* Materials provided *

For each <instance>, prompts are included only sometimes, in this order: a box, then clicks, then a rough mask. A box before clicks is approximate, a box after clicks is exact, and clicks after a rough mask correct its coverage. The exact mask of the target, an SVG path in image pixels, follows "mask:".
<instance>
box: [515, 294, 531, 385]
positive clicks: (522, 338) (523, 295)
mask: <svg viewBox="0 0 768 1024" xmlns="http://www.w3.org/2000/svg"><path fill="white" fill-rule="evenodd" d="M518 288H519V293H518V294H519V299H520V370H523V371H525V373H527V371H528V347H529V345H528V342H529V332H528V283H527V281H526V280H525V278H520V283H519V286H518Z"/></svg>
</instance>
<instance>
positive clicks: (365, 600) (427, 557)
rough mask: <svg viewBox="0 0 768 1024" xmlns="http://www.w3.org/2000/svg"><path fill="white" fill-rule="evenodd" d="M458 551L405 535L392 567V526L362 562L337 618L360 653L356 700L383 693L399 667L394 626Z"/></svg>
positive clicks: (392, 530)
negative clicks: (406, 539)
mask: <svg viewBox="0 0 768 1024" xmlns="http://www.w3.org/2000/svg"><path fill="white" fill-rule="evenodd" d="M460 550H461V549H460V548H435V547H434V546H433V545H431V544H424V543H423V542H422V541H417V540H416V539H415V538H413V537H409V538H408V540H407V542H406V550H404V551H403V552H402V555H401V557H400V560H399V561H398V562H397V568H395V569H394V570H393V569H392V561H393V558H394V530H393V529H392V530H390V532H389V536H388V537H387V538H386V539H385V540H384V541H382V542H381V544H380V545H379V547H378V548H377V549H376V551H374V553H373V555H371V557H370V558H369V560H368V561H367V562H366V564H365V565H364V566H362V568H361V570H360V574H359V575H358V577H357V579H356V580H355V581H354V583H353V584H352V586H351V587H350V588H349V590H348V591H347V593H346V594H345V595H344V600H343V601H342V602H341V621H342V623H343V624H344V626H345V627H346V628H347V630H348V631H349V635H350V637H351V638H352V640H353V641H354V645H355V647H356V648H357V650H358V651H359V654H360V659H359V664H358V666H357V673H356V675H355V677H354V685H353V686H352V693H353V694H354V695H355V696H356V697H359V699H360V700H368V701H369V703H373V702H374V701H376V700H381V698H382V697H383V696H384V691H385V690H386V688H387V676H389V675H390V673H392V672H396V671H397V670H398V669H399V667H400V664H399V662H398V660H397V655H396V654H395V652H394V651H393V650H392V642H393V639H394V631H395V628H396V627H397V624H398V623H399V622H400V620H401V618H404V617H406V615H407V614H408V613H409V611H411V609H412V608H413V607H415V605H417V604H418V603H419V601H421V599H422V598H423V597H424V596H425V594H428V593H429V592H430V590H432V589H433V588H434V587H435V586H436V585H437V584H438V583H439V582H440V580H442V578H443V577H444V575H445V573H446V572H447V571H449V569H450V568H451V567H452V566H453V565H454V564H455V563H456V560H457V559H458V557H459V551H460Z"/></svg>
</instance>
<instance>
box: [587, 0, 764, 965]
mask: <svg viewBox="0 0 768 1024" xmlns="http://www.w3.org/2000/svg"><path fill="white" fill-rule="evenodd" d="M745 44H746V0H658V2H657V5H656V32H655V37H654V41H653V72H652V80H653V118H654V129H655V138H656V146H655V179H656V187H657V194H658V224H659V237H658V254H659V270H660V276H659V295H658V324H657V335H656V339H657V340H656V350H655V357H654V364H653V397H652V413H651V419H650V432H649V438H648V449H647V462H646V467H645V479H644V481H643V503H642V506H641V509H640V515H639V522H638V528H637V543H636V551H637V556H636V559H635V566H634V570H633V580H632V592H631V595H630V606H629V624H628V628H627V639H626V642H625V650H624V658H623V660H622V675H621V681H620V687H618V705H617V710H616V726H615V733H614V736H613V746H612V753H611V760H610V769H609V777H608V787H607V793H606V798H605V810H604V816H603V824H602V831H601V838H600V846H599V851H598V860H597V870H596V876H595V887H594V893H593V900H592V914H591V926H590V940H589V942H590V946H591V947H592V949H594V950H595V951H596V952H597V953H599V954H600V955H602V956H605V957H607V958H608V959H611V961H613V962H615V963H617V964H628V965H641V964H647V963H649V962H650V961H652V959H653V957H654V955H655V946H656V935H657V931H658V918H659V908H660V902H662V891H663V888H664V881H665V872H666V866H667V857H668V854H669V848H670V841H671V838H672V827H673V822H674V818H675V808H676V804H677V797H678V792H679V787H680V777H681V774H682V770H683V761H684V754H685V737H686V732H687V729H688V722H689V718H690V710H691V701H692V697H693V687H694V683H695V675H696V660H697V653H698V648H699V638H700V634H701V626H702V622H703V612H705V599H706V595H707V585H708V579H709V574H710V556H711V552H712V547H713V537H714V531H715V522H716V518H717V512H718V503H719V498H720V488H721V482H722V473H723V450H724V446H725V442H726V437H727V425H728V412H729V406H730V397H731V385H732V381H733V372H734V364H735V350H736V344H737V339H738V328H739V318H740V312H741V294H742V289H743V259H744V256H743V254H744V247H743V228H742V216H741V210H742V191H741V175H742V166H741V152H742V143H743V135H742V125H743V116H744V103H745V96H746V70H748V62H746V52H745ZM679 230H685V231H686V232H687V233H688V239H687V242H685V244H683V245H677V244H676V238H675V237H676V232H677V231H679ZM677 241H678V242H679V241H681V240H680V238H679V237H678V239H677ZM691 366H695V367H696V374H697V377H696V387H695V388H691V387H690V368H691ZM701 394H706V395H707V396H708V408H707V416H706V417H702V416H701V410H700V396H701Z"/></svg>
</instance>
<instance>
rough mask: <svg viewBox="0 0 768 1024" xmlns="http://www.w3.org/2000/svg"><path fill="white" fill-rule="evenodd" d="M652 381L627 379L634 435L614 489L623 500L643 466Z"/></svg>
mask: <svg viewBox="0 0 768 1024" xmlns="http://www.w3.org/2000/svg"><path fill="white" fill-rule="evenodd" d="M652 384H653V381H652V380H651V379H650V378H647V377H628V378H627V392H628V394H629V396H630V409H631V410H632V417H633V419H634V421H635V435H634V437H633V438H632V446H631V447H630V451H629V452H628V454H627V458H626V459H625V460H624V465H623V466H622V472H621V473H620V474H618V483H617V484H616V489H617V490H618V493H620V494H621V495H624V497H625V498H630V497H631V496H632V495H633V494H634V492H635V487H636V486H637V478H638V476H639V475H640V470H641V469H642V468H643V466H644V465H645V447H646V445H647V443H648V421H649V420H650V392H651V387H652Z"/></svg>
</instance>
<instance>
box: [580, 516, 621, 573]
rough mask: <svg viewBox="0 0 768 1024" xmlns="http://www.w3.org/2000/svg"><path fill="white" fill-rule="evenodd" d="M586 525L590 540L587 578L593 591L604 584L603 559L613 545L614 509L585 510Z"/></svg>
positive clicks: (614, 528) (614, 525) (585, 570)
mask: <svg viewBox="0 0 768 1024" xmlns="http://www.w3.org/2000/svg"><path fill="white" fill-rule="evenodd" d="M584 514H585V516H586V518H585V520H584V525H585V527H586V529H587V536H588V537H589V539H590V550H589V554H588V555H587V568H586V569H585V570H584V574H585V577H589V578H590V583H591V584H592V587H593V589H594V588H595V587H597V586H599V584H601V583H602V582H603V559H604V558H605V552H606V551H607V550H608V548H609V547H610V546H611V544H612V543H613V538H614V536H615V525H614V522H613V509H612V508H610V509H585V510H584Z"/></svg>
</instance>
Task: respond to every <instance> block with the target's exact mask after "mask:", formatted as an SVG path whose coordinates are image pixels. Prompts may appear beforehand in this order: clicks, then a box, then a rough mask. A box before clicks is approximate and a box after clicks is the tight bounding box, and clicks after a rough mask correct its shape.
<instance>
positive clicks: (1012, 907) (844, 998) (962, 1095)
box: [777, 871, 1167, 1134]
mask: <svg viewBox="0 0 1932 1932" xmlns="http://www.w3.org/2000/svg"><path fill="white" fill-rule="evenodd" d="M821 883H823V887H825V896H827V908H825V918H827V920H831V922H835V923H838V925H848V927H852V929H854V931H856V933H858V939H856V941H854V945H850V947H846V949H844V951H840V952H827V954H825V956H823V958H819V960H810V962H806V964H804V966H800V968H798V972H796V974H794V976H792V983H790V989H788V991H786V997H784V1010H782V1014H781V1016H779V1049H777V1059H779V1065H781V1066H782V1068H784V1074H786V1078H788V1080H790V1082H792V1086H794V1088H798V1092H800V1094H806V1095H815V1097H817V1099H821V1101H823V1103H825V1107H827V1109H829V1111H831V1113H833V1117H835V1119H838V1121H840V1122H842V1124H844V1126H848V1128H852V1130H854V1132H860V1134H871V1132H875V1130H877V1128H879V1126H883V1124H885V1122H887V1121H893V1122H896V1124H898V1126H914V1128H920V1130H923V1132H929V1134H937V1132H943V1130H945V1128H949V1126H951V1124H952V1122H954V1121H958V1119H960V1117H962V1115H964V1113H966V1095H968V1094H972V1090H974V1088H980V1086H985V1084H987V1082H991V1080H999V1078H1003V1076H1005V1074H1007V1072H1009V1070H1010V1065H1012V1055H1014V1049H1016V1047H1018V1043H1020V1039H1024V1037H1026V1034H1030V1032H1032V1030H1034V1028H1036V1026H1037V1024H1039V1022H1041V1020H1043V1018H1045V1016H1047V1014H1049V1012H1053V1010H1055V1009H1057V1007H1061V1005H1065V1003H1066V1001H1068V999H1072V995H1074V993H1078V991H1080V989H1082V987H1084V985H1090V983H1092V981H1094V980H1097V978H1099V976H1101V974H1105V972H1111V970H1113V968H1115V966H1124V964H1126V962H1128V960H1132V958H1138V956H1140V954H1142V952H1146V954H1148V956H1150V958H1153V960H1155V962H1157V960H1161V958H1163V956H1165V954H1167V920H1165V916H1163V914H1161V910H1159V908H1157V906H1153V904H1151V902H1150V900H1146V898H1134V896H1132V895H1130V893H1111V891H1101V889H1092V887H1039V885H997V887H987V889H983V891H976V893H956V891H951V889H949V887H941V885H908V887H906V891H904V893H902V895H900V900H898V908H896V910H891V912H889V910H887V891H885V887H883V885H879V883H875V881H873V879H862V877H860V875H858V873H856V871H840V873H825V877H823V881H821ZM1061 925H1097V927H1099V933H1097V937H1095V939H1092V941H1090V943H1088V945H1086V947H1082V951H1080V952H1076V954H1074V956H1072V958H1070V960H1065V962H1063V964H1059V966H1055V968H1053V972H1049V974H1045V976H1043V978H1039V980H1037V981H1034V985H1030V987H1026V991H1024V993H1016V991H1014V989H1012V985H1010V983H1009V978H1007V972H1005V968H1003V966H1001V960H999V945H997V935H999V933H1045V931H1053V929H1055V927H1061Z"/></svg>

* Directions for this task *
Please copy, exactly as written, every line in the listing above from the line with "box: [515, 294, 531, 385]" up to and including the line with "positive clicks: (392, 530)".

* Exercise result *
box: [515, 294, 531, 385]
positive clicks: (522, 338) (523, 295)
mask: <svg viewBox="0 0 768 1024" xmlns="http://www.w3.org/2000/svg"><path fill="white" fill-rule="evenodd" d="M518 288H519V293H518V294H519V299H520V370H523V371H525V373H527V371H528V347H529V345H528V342H529V332H528V283H527V281H526V280H525V278H520V283H519V286H518Z"/></svg>
</instance>
<instance>
positive clicks: (365, 600) (427, 557)
rough mask: <svg viewBox="0 0 768 1024" xmlns="http://www.w3.org/2000/svg"><path fill="white" fill-rule="evenodd" d="M458 551L405 535L392 567V526L362 562L337 618L360 653L356 700L383 693L399 667L394 626Z"/></svg>
positive clicks: (392, 530)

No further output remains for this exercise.